PROBLEM:
Scan the records below for the word "separated". Copy each line where it appears.

SUPPLIED MATERIAL:
= Beginning of Section =

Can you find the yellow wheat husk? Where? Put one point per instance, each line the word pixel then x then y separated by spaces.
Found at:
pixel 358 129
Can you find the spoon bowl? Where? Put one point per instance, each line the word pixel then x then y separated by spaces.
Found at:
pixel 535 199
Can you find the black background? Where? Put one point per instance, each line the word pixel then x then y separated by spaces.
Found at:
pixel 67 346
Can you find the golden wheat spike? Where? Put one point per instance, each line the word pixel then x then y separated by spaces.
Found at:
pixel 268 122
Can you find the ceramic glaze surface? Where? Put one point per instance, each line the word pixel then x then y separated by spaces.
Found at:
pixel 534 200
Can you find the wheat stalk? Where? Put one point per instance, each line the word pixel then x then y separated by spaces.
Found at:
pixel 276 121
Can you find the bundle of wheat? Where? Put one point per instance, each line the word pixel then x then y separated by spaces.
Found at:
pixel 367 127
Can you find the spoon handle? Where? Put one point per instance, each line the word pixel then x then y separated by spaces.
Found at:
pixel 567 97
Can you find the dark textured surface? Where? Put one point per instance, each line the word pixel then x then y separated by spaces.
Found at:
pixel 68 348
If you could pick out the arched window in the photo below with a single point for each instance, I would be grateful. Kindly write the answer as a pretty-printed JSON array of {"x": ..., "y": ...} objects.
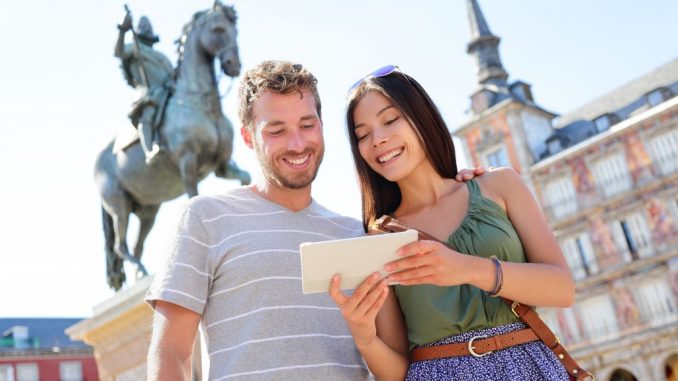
[{"x": 622, "y": 375}]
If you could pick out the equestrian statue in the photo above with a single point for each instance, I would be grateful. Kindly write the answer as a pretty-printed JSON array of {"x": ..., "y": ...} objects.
[{"x": 178, "y": 134}]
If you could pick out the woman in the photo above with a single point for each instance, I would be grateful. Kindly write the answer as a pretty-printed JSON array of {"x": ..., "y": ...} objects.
[{"x": 406, "y": 165}]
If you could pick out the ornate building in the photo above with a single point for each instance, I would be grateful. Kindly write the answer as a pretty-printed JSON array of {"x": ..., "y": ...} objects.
[
  {"x": 606, "y": 176},
  {"x": 36, "y": 349}
]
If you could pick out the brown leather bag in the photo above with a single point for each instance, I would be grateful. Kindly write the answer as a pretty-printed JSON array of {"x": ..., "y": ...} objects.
[{"x": 524, "y": 312}]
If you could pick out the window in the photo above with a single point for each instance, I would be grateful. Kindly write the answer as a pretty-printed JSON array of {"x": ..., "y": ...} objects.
[
  {"x": 497, "y": 158},
  {"x": 674, "y": 209},
  {"x": 656, "y": 97},
  {"x": 571, "y": 331},
  {"x": 598, "y": 313},
  {"x": 70, "y": 371},
  {"x": 602, "y": 123},
  {"x": 580, "y": 256},
  {"x": 6, "y": 373},
  {"x": 554, "y": 146},
  {"x": 27, "y": 372},
  {"x": 561, "y": 197},
  {"x": 612, "y": 174},
  {"x": 550, "y": 318},
  {"x": 655, "y": 300},
  {"x": 665, "y": 151},
  {"x": 632, "y": 237}
]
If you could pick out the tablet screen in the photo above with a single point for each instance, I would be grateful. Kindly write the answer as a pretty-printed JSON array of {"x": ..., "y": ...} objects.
[{"x": 353, "y": 258}]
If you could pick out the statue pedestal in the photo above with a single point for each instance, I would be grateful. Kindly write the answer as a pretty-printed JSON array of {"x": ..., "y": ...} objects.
[{"x": 120, "y": 332}]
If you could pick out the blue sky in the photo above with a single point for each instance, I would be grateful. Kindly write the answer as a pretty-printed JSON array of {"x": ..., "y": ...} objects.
[{"x": 63, "y": 97}]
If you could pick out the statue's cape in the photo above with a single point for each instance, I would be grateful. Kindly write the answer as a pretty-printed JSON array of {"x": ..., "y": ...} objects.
[{"x": 126, "y": 137}]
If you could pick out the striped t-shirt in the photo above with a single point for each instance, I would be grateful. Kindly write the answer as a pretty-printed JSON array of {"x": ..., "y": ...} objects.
[{"x": 236, "y": 262}]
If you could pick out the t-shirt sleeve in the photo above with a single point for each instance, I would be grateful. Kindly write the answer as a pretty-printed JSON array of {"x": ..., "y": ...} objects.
[{"x": 186, "y": 276}]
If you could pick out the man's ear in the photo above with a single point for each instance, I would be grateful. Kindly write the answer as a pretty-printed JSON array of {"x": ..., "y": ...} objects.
[{"x": 247, "y": 136}]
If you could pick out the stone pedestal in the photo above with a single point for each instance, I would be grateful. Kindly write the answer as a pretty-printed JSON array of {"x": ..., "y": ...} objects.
[{"x": 120, "y": 332}]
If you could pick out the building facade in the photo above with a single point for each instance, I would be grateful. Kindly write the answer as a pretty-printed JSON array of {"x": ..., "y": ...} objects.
[
  {"x": 606, "y": 177},
  {"x": 37, "y": 349}
]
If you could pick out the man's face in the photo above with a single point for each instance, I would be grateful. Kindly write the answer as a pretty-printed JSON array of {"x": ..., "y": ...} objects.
[{"x": 287, "y": 137}]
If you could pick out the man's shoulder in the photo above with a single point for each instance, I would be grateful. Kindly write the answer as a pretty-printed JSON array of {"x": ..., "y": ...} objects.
[
  {"x": 349, "y": 223},
  {"x": 208, "y": 204}
]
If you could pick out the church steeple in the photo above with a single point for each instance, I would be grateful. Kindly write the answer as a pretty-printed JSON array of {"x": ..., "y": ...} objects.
[{"x": 485, "y": 47}]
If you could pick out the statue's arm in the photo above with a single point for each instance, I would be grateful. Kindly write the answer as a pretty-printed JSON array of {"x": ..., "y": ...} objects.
[
  {"x": 122, "y": 29},
  {"x": 174, "y": 331}
]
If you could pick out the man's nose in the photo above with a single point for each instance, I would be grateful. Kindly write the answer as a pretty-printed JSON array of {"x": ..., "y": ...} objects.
[{"x": 296, "y": 142}]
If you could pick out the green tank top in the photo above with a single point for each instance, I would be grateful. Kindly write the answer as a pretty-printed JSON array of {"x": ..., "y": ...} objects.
[{"x": 433, "y": 312}]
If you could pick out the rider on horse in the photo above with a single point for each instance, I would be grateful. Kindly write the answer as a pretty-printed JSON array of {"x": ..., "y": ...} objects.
[{"x": 151, "y": 73}]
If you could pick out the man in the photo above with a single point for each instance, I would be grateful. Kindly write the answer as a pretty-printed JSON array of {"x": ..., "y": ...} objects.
[
  {"x": 148, "y": 71},
  {"x": 235, "y": 267}
]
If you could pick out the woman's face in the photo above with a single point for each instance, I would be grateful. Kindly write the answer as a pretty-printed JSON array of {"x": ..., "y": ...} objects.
[{"x": 386, "y": 139}]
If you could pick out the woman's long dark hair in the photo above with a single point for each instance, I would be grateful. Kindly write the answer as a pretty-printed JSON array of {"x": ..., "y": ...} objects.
[{"x": 380, "y": 196}]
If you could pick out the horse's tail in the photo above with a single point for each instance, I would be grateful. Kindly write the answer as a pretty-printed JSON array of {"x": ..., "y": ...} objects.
[{"x": 115, "y": 273}]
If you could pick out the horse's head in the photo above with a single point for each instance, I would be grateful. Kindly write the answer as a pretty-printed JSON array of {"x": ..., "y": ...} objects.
[{"x": 218, "y": 37}]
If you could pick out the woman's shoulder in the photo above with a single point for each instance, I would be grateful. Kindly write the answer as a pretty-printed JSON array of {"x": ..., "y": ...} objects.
[
  {"x": 497, "y": 183},
  {"x": 497, "y": 178}
]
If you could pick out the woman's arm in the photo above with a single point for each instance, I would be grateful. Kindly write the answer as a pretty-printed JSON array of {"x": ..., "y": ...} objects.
[
  {"x": 544, "y": 281},
  {"x": 376, "y": 323}
]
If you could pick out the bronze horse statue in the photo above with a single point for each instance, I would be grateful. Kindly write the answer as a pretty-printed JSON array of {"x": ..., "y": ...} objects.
[{"x": 196, "y": 136}]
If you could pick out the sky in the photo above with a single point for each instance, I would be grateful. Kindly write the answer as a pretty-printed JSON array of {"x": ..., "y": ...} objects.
[{"x": 63, "y": 98}]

= End of Section =

WRITTEN SOLUTION:
Can you find the yellow wheat husk? Where? Put one point per instance, each line the word pixel then x then y separated by spaces.
Can you find the spoon bowl? Where? Put one point per instance, each line the word pixel then x then y separated by spaces.
Can you find the black background? Where? Put one point per instance, each line the word pixel then x then y separated by spaces.
Can you find the golden wheat spike? Where? Put one point per instance, each line the word pixel then x then y separated by spaces.
Can you find the ceramic glaze surface? Where? Put one point per instance, each line the word pixel then x then y separated by spaces.
Can you find the wheat stalk? Where? Put one point per instance, each line the word pixel then x then y separated by spaces.
Can you find the bundle of wheat? Where? Put one point per instance, each line the word pixel then x then y separated by spaces.
Can you find the spoon handle? Where? Put one point per instance, each line the word pixel then x then y separated by spaces.
Can you find the dark textured surface? Where? Put one point per instance, each line the word pixel then x then y separated by spaces.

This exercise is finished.